▸ GIVEN PROBLEM 1:
According to the real estate terms flashcards, how many years does an easement by prescription require in Utah?

▸ PASSAGE:
Public and Private Control: Terms Flashcards
Board of Adjustment
The body to which one would appeal in order to obtain a variance to do something contrary to the current zoning law
Buffer Zone
An area established by the zoning and planning commission to separate commercial and industrial areas from residential. Its purpose may be safety or economics
Building Codes
Rules set by government to establish minimum standards of construction
CC&R’s
Covenants, conditions, and restrictions. The abbreviation give to restrictions and requirements created in the Uniform Declaration of Restrictions for condominiums
Condemnation Action
Process by which government exercises the power to transfer ownership of property from private to public use.
Dominent Tenement
the name given to a property that encumbers a neighboring property with an easement
Easement Appurtenant
An easement which attaches to the land and/or the deed, and passes from owner to owner with the deed.
Easement by Implication
An unexpressed, but legally binding understanding regarding a right of way between the parties, created by their actions.
Easement by Necessity
Created by a court of law in situations where justice and need, not convenience, dictate the appropriateness of the easement; such as the case of land locked property.
Easement by Prescription
An easement created by adverse use. The use must be adverse, hostile, open, notorious and continuous. This type of easement can be prevented by giving permission to the user, or by ordering the user to discontinue the use before the statutory period passes. (It requires 20 years in Utah.)

▸ GIVEN PROBLEM 2:
Rewrite the records from the line containing "One keypoint belongs on each instance. Indicate the concrete" through the end of the records, shifting each coordinate by adding 113 to every number. Copy the remaining lines unchanged.

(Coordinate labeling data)
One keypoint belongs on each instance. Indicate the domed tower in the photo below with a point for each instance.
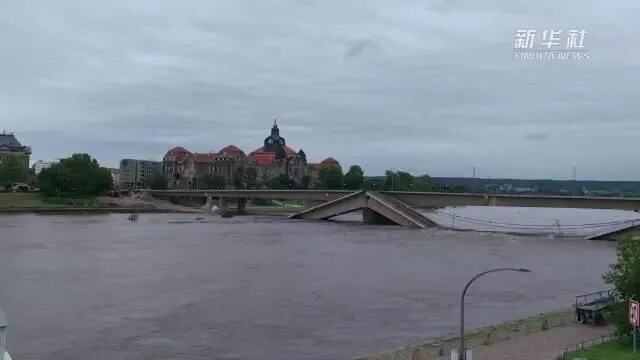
(274, 142)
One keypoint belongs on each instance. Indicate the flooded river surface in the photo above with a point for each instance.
(203, 287)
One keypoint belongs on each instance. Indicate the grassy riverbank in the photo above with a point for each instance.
(39, 201)
(617, 350)
(439, 347)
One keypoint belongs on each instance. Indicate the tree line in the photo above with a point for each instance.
(81, 175)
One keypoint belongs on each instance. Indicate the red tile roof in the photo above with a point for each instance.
(266, 158)
(231, 150)
(329, 161)
(263, 158)
(179, 153)
(204, 158)
(287, 150)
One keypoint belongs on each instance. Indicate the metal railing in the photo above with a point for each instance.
(596, 297)
(588, 343)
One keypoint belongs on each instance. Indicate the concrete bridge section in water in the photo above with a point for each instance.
(395, 206)
(376, 208)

▸ RESPONSE 1:
It requires 20 years in Utah.

▸ RESPONSE 2:
One keypoint belongs on each instance. Indicate the concrete bridge section in water in the photo above with a point for each instance.
(508, 319)
(489, 321)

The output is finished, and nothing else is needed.